TASK 1: Rewrite the stretch of the rows from their start through the line containing "positive clicks: (188, 254)", both ends included, as a Markdown table with the columns Number and Line, skipping blank lines and leaving out the pictures.

TEXT SECTION:

::::

Series Index
Python and Go: Part I - gRPC
Python and Go: Part II - Extending Python With Go
Python and Go: Part III - Packaging Python Code
Python and Go: Part IV - Using Python in Memory
Introduction
In a previous post we used gRPC to call Python code from Go. gRPC is a great framework, but there is a performance cost to it. Every function call needs to marshal the arguments using protobuf, make a network call over HTTP/2, and then un-marshal the result using protobuf
.
In this blog post, we’ll get rid of the networking layer and to some extent, the marshalling. We’ll do this by using cgo to interact with Python as a shared library.
I’m not going to cover all of the code in detail in order to keep this blog size down. You can find all the code on github and I did my best to provide proper documentation. Feel free to reach out and ask me questions if you don’t understand something.
And finally, if you want to follow along, you’ll need to install the following (apart from Go):
- Python 3.8
- numpy
- A C compiler (such as gcc)
A Crash Course in Python Internals
The version of Python most of us use is called CPython
. It’s written in C and is designed to be extended and embedded using C. In this section, we’ll cover some topics that will help you understand the code I’m going to show.
Note: The Python C API is well documented, and there’s even a book in the works.
In CPython, every value is a PyObject *
and most of Python’s API functions will return a PyObject *
or will receive a PyObject *
as an argument. Also, errors are signaled by returning NULL
, and you can use the PyErr_Occurred
function to get the last exception raised.

::::

TASK INPUT:
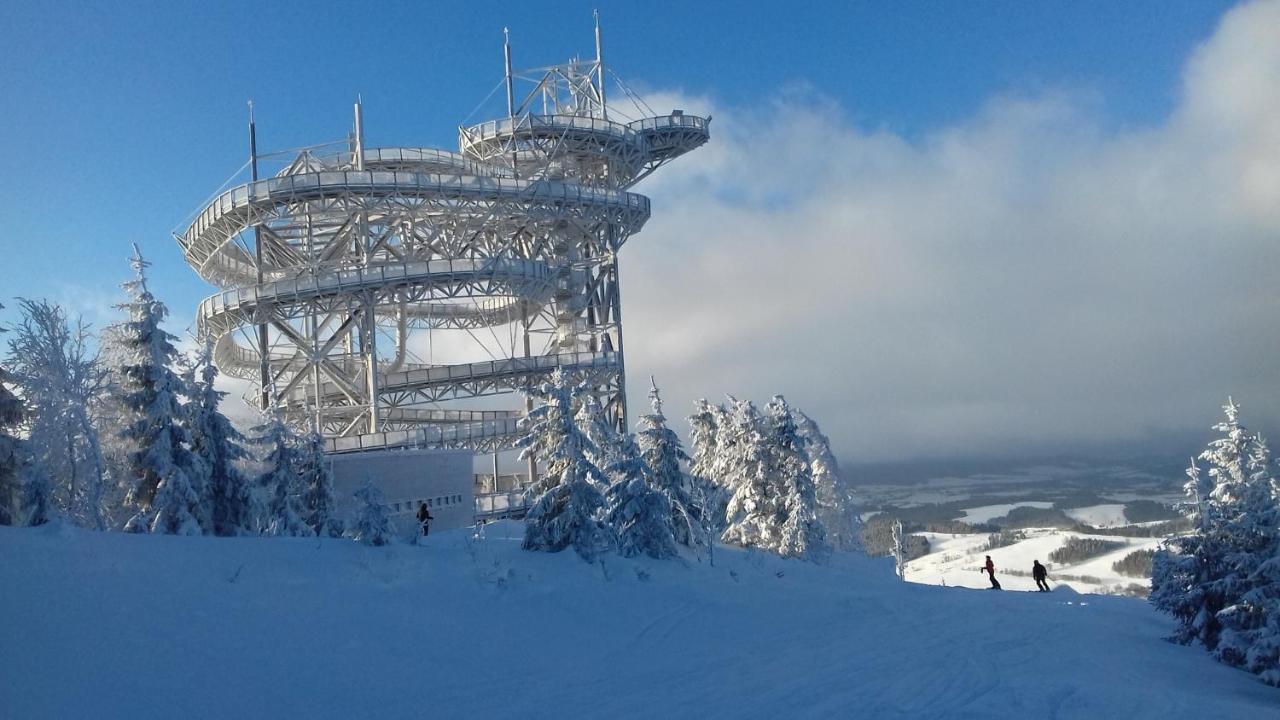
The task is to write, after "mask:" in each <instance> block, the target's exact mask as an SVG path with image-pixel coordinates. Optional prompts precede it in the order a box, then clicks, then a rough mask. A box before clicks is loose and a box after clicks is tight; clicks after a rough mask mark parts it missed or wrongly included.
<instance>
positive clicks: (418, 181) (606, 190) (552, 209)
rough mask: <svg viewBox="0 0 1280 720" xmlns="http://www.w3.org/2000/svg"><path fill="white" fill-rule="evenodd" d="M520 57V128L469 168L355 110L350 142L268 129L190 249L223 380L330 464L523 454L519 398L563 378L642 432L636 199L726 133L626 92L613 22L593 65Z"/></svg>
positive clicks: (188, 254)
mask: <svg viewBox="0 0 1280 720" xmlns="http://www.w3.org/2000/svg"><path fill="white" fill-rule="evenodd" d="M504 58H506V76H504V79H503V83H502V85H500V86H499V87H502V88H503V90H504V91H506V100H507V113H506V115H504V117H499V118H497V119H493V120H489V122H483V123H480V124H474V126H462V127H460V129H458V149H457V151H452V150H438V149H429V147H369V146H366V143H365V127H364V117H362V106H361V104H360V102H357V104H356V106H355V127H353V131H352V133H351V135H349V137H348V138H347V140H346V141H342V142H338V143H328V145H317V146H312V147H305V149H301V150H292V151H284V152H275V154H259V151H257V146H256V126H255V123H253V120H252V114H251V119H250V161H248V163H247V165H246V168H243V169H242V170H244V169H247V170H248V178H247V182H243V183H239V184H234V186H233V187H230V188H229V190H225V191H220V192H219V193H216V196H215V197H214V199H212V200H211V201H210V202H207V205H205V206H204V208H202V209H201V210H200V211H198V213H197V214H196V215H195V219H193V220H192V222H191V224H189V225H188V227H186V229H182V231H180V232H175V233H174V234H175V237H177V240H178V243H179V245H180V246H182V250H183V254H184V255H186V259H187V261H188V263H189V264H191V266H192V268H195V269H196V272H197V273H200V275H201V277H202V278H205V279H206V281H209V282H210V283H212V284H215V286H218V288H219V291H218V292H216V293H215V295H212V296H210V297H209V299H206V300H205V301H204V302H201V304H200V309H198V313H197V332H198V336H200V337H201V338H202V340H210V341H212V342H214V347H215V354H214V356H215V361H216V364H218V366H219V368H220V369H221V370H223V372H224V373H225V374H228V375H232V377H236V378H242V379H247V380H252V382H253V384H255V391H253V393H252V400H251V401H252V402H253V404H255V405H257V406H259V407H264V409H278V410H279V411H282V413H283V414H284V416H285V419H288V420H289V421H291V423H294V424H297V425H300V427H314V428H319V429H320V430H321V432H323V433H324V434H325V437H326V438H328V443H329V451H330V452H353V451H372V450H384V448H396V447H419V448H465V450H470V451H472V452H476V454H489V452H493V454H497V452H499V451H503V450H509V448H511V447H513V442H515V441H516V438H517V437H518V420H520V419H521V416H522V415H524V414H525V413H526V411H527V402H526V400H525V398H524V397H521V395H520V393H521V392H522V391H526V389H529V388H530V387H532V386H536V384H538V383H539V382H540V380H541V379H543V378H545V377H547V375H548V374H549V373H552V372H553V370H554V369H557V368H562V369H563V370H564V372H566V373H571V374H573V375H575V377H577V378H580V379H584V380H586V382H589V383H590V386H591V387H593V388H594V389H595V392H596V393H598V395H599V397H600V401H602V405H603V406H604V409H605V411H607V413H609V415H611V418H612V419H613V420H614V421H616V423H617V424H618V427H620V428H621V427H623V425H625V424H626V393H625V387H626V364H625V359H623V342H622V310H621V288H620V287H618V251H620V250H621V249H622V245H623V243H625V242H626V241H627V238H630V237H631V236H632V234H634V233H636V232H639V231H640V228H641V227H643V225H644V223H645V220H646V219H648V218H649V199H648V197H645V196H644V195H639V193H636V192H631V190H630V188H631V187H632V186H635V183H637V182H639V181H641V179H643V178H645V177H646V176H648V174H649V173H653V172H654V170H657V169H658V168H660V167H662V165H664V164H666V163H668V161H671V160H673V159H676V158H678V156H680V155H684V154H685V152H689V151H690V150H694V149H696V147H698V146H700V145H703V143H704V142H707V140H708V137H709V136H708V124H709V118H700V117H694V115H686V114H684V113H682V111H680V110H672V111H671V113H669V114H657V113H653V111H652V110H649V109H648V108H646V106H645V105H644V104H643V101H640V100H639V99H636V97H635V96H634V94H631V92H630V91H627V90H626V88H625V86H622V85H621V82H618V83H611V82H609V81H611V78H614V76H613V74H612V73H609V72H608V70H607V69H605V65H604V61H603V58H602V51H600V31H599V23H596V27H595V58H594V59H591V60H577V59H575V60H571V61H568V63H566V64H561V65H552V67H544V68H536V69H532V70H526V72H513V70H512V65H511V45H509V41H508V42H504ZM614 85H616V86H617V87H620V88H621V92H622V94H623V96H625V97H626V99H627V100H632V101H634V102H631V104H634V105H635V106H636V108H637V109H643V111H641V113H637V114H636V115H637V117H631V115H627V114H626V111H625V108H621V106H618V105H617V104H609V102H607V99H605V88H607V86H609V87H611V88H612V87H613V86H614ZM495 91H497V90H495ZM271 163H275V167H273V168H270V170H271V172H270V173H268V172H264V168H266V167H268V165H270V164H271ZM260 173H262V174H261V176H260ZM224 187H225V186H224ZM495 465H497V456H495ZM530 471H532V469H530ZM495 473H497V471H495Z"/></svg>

::::

TASK 2: Extend the text on calling Python from Go, picking up right after its last sentence.

EXERCISE OUTPUT 1:
| Number | Line |
|---|---|
| 1 | The task is to write, after "mask:" in each <instance> block, the target's exact mask as an SVG path with image-pixel coordinates. Optional prompts precede it in the order a box, then clicks, then a rough mask. A box before clicks is loose and a box after clicks is tight; clicks after a rough mask mark parts it missed or wrongly included. |
| 2 | <instance> |
| 3 | positive clicks: (418, 181) (606, 190) (552, 209) |
| 4 | rough mask: <svg viewBox="0 0 1280 720" xmlns="http://www.w3.org/2000/svg"><path fill="white" fill-rule="evenodd" d="M520 57V128L469 168L355 110L350 142L268 129L190 249L223 380L330 464L523 454L519 398L563 378L642 432L636 199L726 133L626 92L613 22L593 65Z"/></svg> |
| 5 | positive clicks: (188, 254) |

EXERCISE OUTPUT 2:
CPython uses a reference counting garbage collector which means that every PyObject *
has a counter for how many variables are referencing it. Once the reference counter reaches 0, Python frees the object’s memory. As a programmer, you need to take care to decrement the reference counter using the Py_DECREF
C macro once you’re done with an object.
From Go to Python and Back Again
Our code tries to minimize memory allocations and avoid unnecessary serialization. In order to do this, we will share memory between Go and Python instead of allocating new memory and copying that data on each side of the function call and return. Sharing memory between two runtimes is tricky and you need to pay a lot of attention to who owns what piece of memory and when each runtime is allowed to release it.
Figure 1
Figure 1 shows the flow of data from the Go function to the Python function.
Our input is a Go slice ([]float64
) which has an underlying array in memory managed by Go. We will pass a pointer to the slice’s underlying array to C, which in turn will create a numpy array that will use the same underlying array in memory. It’s this numpy array that will be passed as input to the Python outliers detection function called detect
.
Figure 2
Figure 2 shows the flow of data from the Python function back to the Go function.
When the Python detect
function completes, it returns a new numpy array whose underlying memory is allocated and managed by Python. Like we did between Go and Python, we will share the memory back to Go by passing the Python pointer to the underlying numpy array (via C).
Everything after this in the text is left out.